◆ The problem
Update the lines starting at the one that has "Q: Locate the player in" and running through the last line, putting "red jersey" in place of "white jersey" and changing nothing else. Give back only those lines, without the pictures.

◆ Input rows
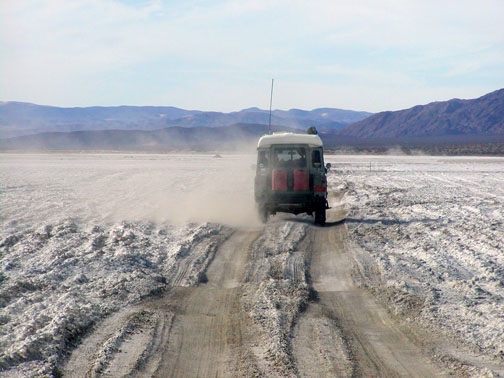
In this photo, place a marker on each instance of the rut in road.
(209, 333)
(345, 332)
(190, 332)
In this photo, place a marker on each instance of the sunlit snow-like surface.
(434, 226)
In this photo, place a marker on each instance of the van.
(291, 176)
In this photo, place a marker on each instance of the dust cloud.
(97, 188)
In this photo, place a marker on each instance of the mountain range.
(480, 116)
(477, 122)
(18, 118)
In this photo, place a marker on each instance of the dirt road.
(345, 332)
(205, 331)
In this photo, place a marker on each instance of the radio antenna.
(271, 101)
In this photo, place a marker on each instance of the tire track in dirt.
(209, 335)
(190, 332)
(345, 332)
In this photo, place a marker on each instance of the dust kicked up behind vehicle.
(291, 176)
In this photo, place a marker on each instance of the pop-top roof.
(289, 138)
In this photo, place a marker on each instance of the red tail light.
(279, 180)
(301, 180)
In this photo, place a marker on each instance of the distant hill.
(17, 118)
(478, 117)
(169, 139)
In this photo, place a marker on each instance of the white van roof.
(289, 138)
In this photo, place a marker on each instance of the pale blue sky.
(221, 55)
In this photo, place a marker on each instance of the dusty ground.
(110, 292)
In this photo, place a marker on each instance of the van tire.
(320, 217)
(263, 214)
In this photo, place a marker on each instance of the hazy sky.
(221, 55)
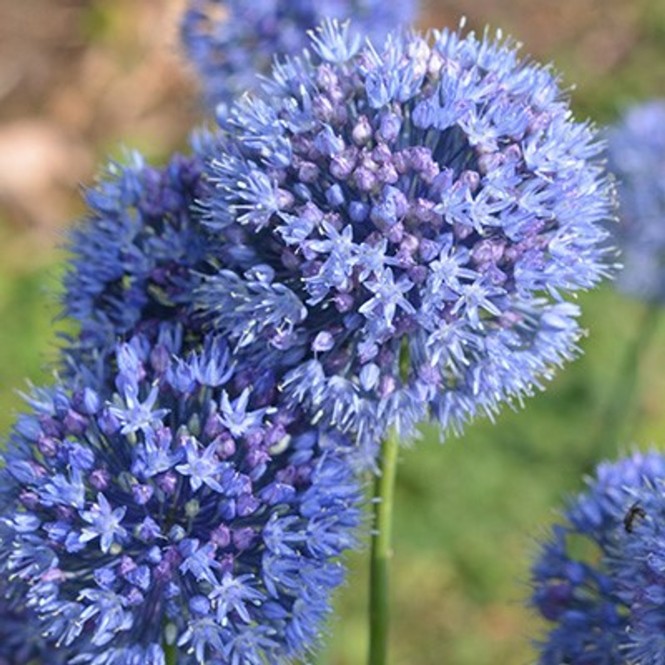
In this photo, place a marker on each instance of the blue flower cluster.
(599, 579)
(636, 151)
(233, 42)
(180, 504)
(406, 222)
(138, 257)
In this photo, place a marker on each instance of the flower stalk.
(381, 552)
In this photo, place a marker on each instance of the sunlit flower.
(212, 521)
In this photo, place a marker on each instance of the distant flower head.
(409, 221)
(134, 259)
(232, 42)
(590, 578)
(20, 639)
(187, 508)
(636, 150)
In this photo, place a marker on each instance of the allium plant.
(232, 43)
(598, 579)
(411, 220)
(636, 151)
(179, 509)
(20, 640)
(138, 256)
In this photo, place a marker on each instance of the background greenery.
(78, 77)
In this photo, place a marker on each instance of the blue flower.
(136, 258)
(20, 639)
(231, 42)
(593, 579)
(406, 228)
(636, 151)
(214, 522)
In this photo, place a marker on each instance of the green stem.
(379, 602)
(620, 403)
(171, 654)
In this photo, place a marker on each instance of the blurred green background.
(79, 79)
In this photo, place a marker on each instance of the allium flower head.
(187, 508)
(409, 219)
(636, 150)
(593, 579)
(135, 258)
(232, 42)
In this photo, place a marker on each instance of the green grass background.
(468, 512)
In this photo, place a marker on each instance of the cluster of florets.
(407, 220)
(636, 150)
(139, 255)
(232, 43)
(178, 505)
(599, 578)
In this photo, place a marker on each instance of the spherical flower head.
(232, 43)
(636, 151)
(135, 258)
(410, 220)
(576, 578)
(180, 505)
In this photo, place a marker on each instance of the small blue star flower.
(104, 523)
(213, 522)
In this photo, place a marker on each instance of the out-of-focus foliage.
(93, 73)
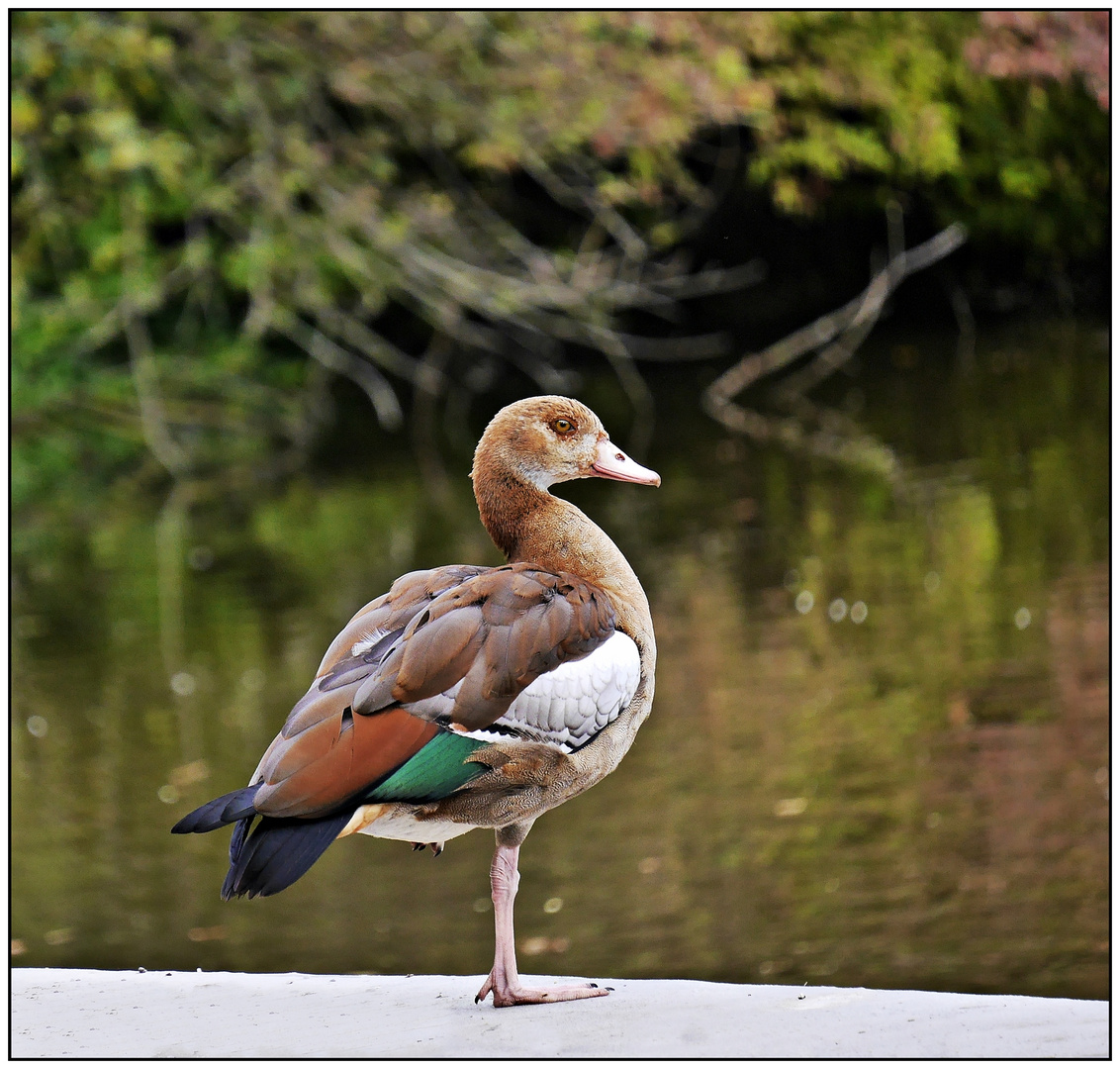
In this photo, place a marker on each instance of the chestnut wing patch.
(482, 633)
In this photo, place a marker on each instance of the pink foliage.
(1047, 45)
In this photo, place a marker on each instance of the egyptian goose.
(467, 697)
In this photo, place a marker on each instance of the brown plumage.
(439, 707)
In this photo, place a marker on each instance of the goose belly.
(571, 704)
(395, 822)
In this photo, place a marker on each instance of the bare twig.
(849, 327)
(331, 355)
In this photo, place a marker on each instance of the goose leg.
(503, 981)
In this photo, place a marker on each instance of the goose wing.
(443, 653)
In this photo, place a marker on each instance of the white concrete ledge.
(83, 1013)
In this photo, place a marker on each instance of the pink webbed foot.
(513, 994)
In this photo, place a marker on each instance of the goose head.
(543, 440)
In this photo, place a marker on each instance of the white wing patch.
(575, 702)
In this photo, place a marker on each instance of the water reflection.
(879, 753)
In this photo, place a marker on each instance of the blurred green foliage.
(203, 201)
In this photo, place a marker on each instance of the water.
(879, 753)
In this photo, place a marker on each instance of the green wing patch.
(441, 766)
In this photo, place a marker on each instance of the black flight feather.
(278, 851)
(235, 806)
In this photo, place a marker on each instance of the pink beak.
(611, 463)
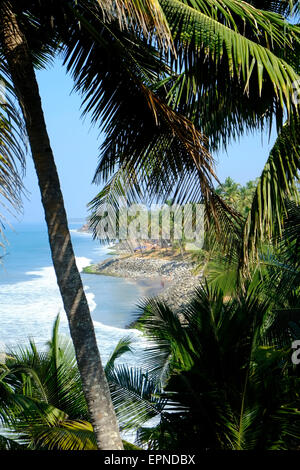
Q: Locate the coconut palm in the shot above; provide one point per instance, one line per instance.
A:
(42, 401)
(115, 57)
(225, 78)
(230, 385)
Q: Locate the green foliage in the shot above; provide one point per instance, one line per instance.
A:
(238, 196)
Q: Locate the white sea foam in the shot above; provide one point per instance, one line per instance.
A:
(29, 308)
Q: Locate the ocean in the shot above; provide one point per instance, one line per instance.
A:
(30, 299)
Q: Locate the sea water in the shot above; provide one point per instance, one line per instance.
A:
(30, 298)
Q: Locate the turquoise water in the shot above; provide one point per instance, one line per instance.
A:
(30, 299)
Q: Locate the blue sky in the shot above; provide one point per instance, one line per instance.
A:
(75, 144)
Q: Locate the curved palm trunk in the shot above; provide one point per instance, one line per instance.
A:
(69, 281)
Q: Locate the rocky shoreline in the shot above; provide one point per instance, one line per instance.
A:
(176, 279)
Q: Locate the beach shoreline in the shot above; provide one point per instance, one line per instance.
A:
(172, 281)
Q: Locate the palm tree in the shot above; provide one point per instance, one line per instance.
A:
(167, 149)
(228, 376)
(42, 401)
(232, 60)
(18, 57)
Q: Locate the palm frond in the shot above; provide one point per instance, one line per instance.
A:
(276, 185)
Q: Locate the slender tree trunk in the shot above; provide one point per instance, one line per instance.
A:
(68, 278)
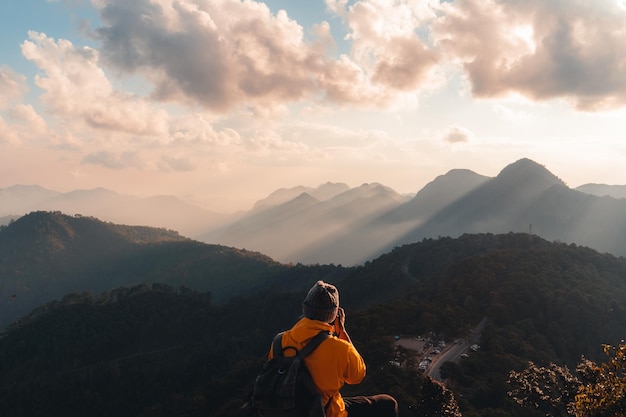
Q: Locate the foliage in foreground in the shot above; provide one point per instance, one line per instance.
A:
(591, 391)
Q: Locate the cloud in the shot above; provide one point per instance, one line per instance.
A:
(226, 54)
(77, 89)
(12, 86)
(178, 164)
(457, 135)
(217, 54)
(113, 160)
(574, 50)
(386, 42)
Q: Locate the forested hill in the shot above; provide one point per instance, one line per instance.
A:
(45, 255)
(158, 351)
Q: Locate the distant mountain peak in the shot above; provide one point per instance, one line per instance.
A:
(528, 170)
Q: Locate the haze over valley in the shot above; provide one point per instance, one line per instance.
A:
(335, 223)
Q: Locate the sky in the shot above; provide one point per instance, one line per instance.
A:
(221, 102)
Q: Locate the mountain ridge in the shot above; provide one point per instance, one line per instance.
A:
(335, 224)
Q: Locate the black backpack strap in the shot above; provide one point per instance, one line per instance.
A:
(277, 345)
(313, 344)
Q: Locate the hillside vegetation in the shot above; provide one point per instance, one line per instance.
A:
(45, 255)
(157, 350)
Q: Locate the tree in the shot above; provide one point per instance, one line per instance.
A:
(435, 401)
(606, 396)
(592, 391)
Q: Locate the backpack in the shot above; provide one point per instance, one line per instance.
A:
(284, 387)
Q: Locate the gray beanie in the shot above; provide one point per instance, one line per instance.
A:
(321, 303)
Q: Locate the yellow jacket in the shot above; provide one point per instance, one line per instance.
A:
(332, 364)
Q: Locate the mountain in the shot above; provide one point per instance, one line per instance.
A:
(45, 255)
(368, 237)
(526, 197)
(157, 351)
(602, 190)
(107, 205)
(283, 195)
(293, 231)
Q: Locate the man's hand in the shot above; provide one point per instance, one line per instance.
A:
(340, 325)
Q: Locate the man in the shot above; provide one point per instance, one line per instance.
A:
(335, 361)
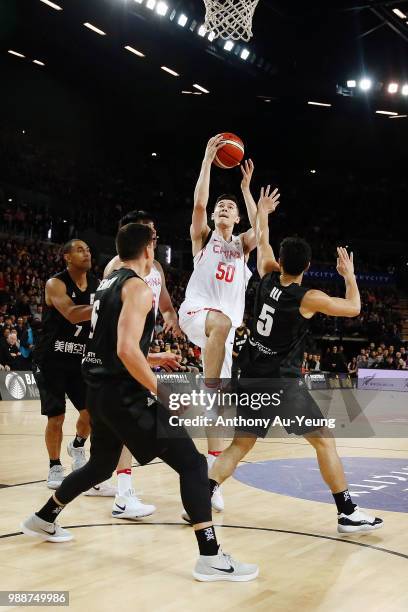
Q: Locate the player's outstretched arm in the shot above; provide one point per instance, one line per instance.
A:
(56, 295)
(350, 306)
(267, 204)
(136, 304)
(166, 307)
(248, 238)
(199, 227)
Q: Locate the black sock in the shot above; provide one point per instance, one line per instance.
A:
(207, 541)
(78, 441)
(343, 502)
(50, 511)
(213, 486)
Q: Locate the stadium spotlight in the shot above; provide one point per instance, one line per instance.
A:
(169, 70)
(182, 20)
(365, 84)
(388, 113)
(52, 5)
(162, 8)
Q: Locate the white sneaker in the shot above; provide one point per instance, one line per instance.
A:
(35, 527)
(78, 456)
(217, 500)
(357, 522)
(103, 489)
(130, 506)
(55, 477)
(223, 567)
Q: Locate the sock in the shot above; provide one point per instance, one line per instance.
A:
(50, 511)
(207, 541)
(124, 481)
(343, 502)
(78, 441)
(213, 486)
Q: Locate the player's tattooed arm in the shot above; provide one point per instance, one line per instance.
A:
(136, 304)
(56, 295)
(199, 229)
(349, 306)
(267, 204)
(166, 307)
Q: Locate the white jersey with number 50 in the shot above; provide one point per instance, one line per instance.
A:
(219, 278)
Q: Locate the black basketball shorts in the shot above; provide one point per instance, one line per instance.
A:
(293, 407)
(54, 382)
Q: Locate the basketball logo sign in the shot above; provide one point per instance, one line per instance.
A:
(15, 385)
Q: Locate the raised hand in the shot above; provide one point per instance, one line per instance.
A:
(247, 169)
(268, 202)
(345, 262)
(215, 143)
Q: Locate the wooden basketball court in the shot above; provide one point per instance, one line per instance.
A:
(146, 565)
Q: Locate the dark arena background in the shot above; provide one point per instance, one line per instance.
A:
(106, 107)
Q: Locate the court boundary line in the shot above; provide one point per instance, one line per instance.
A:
(270, 529)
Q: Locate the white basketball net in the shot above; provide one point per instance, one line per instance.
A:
(230, 19)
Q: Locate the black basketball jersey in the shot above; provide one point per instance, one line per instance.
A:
(62, 342)
(101, 362)
(278, 330)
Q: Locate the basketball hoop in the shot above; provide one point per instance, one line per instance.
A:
(230, 19)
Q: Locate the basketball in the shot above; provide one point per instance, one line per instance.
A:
(231, 153)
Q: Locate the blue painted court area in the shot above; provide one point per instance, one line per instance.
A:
(373, 482)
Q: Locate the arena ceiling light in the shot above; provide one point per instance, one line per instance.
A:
(94, 28)
(169, 70)
(52, 5)
(134, 51)
(399, 13)
(16, 53)
(162, 8)
(200, 88)
(182, 20)
(318, 103)
(365, 84)
(389, 113)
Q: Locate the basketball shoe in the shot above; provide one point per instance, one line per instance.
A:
(223, 567)
(55, 477)
(357, 522)
(77, 455)
(130, 506)
(35, 527)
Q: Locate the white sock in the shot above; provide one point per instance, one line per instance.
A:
(124, 483)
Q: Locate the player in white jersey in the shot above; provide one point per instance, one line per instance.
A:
(127, 505)
(215, 296)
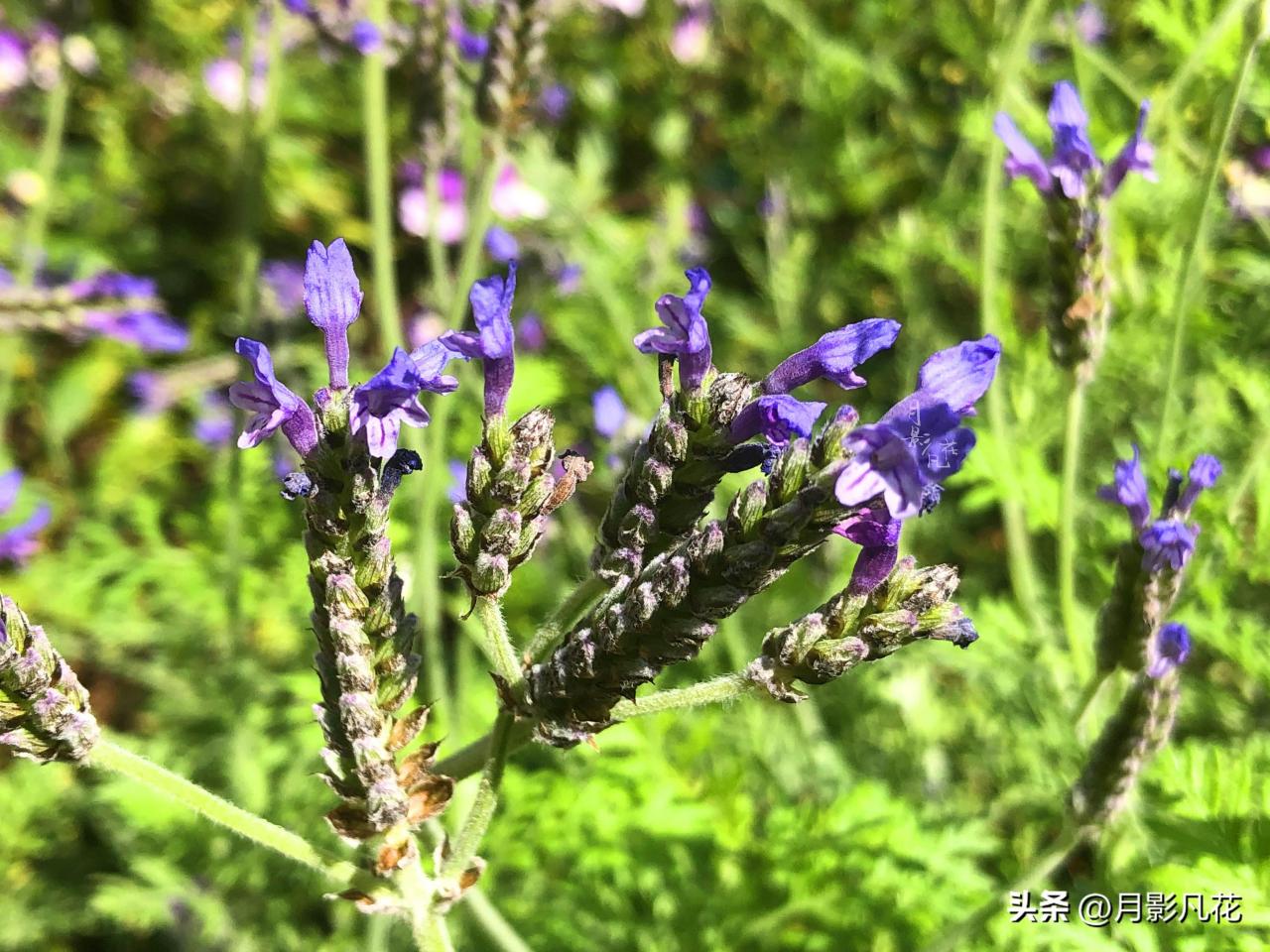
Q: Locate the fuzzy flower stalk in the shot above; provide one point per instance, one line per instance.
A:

◆ Result of this task
Q: Locate the player in red jersey in the shot above; provide one point per instance, one line per instance.
A:
(127, 505)
(215, 296)
Q: Locate the fuzzy flower stalk in the shot above; provide one point per instance, one line per instance.
A:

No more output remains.